Reading text:
[BEGIN]

Thursday, March 5, 2009

The more I read, the more I learn...and throw that *&?! Hadley Book at the Wall...I joke. All joking aside the more I'm learning the more I realize NOTHING can replace a first language speaker...I was sitting in a class for children with my child. Henry Nason was the teacher and it was immersion camp at the Bug School 2001. The kids were already familiar with Henry, I had known him...I don't remember not knowing him, but I had never been in the teacher/student situation with him. As a new learner I was trying to write down everything he was teaching. After awhile he asked me "what are you doing back there?". "Trying not to miss anything," I said. Henry said that he would not recommend writing anything down. He told me to say it to myself, if I wanted to remember, to say it, once or twice, or four or seven times...however many times it takes to remember ...he said "you might loose that piece of paper but you'll hopefully never loose your mind. Ninjikanedum -to hold it in your mind...I listened to him that day and that is when I started listening and exercising my brain a little....writing for me reinforces what I am learning, seeing it and creating it with ink on paper starts to make a texture for me... holding it in my mind and then hearing it and then saying it makes it become real. This is when I start to understand what the sounds mean...the sounds that mean making rice (ricing) sound very much like the sounds for making (having) dreams....for example Nikoomis....look up niko....that part of the word....it can be used in many ways, but once you understand that sound you will look at your own Nikoomis a little bit differently. I wanted to say living honestly and found gwayakobimadiziwininini...Bob said another way to say it is gwayakaaidizid-he lives an honest life. gwayak is in reference to the trees, how they stand straight and tall....I used a new sentence from Brian's Boozhoo Dialog in my oral exam...apiiji go minotagwad igaye manidoodad a'aw inwewin...I hope I remembered that correctly because it is true. minotagwaad (sounds good to my ears-good hears on my ears)...mi'iw Mitig.

[END]

Written request 1:
Reproduce the records word for word, from their first line through the line containing "Task: locate officer's belt.", with both of those lines included.
Written request 2:
Take the language-learning blog post further, picking up right after its final sentence.

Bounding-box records
[BEGIN]

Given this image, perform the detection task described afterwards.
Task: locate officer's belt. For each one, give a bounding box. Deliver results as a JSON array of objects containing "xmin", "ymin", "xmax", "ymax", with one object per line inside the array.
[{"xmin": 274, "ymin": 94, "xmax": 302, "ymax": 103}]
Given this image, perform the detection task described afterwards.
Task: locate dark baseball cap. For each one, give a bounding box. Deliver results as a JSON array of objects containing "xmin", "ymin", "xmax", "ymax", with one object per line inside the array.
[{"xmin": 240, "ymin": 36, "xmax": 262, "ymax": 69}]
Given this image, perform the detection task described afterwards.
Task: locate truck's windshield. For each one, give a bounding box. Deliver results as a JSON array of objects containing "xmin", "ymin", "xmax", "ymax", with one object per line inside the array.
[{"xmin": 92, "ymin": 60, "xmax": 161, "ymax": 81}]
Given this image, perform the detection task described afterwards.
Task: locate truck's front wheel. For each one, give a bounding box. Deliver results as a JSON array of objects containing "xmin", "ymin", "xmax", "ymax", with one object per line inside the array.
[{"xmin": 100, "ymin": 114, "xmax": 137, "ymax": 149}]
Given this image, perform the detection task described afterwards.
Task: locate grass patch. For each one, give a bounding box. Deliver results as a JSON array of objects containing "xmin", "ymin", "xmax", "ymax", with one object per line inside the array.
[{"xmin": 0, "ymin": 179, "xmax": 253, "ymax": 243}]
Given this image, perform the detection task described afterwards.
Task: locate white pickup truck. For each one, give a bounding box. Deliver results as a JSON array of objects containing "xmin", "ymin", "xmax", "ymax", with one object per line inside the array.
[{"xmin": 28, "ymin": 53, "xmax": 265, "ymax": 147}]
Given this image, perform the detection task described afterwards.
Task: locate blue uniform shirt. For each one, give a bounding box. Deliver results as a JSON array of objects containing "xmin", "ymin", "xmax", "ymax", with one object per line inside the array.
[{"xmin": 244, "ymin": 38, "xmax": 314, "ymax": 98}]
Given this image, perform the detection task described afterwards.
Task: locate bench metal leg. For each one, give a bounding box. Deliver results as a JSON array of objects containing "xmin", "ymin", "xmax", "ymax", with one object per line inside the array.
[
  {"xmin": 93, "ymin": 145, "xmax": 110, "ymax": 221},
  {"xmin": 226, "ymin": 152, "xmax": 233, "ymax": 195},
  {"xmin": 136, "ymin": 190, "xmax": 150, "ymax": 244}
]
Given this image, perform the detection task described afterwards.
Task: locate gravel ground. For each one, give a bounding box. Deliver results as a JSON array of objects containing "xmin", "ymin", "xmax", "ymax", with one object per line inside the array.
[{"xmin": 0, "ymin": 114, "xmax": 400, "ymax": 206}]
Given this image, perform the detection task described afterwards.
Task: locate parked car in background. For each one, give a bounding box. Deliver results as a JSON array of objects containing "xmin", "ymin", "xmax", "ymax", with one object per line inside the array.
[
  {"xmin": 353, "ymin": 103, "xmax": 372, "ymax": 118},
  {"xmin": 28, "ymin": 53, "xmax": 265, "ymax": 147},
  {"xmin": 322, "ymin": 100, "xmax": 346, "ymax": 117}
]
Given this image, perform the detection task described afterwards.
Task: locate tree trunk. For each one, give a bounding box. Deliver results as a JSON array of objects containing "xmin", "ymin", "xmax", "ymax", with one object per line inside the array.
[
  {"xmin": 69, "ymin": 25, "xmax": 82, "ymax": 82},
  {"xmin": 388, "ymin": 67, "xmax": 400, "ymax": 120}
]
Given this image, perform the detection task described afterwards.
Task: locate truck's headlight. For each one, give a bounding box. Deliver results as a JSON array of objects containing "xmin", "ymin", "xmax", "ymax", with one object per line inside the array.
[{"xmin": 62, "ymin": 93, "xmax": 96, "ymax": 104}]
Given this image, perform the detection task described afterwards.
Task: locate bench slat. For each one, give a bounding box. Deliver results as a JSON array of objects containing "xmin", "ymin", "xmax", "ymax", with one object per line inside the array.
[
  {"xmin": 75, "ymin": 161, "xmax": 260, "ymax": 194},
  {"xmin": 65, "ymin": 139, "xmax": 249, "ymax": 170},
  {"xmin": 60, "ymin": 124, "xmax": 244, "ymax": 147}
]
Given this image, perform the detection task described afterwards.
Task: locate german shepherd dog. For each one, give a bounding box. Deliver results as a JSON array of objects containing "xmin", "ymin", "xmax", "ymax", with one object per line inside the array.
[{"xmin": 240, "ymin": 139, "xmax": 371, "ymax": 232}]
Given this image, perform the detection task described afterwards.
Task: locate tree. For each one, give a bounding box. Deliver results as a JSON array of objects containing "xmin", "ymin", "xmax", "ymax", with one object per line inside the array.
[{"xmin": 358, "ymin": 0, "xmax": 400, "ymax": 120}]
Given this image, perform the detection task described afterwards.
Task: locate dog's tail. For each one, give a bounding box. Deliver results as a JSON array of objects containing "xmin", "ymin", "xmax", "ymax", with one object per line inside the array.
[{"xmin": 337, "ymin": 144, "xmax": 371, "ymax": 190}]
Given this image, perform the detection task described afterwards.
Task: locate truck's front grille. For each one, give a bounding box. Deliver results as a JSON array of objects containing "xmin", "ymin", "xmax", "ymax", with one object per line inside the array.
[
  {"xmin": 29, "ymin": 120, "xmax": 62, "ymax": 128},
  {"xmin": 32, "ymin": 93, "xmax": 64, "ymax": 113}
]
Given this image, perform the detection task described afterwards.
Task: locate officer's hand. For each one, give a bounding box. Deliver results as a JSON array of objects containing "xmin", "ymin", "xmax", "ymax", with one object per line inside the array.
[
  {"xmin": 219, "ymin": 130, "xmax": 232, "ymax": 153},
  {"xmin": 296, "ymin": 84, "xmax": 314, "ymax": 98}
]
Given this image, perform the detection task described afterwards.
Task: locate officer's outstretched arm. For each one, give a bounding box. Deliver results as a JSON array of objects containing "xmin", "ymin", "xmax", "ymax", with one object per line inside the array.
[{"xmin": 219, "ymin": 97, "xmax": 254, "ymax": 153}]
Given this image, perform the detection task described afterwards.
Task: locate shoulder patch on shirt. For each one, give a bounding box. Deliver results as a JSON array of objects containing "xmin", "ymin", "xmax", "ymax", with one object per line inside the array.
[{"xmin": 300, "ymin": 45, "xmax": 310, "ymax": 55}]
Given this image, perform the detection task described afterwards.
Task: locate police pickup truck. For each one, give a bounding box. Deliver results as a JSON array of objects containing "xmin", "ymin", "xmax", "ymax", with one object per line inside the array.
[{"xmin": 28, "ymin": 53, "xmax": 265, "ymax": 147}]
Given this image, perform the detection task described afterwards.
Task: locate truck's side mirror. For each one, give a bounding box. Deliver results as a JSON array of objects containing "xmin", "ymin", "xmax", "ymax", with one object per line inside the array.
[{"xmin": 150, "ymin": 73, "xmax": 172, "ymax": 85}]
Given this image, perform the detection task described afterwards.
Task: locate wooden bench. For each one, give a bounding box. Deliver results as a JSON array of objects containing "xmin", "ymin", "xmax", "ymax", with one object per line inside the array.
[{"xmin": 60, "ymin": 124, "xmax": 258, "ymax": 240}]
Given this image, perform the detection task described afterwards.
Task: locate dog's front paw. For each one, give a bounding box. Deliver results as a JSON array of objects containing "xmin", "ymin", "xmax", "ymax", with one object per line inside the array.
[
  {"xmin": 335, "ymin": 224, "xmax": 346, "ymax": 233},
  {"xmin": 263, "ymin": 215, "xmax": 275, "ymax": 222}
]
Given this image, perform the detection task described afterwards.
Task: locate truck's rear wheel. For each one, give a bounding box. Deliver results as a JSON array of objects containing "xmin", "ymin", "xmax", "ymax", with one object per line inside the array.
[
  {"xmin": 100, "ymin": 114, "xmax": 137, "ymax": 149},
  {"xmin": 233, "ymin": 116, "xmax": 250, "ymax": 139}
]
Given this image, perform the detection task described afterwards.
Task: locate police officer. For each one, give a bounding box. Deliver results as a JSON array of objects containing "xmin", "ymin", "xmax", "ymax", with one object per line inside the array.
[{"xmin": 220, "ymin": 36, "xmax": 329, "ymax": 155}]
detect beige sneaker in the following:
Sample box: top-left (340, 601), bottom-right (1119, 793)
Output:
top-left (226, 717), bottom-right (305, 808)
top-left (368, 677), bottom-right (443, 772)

[END]

Written answer 1:
Given this image, perform the detection task described afterwards.
Task: locate officer's belt. For each one, give a bounding box. Deliver results as a JSON array of objects containing "xmin", "ymin", "xmax", "ymax", with one object per line inside the array.

Written answer 2:
1 comment:

  1. What good advice that was of Henry's. It almost feels a shame not to write because we don't want to miss anything...but then we miss the chance to focus on how they are speaking, the sounds of the language, and developing our overall ability to "hear" ojibwe. Students of Ojibwe are incredible writers and readers of the language, but I am finding a huge deficit in the ability to 'hear' the language. So how wonderful it was to have an instructor give you such good advice early on :) That is a good sentence, aapiji go minotaagwad igaye manidoowaadad i'iw inwewin - hopefully it got you another point or two :)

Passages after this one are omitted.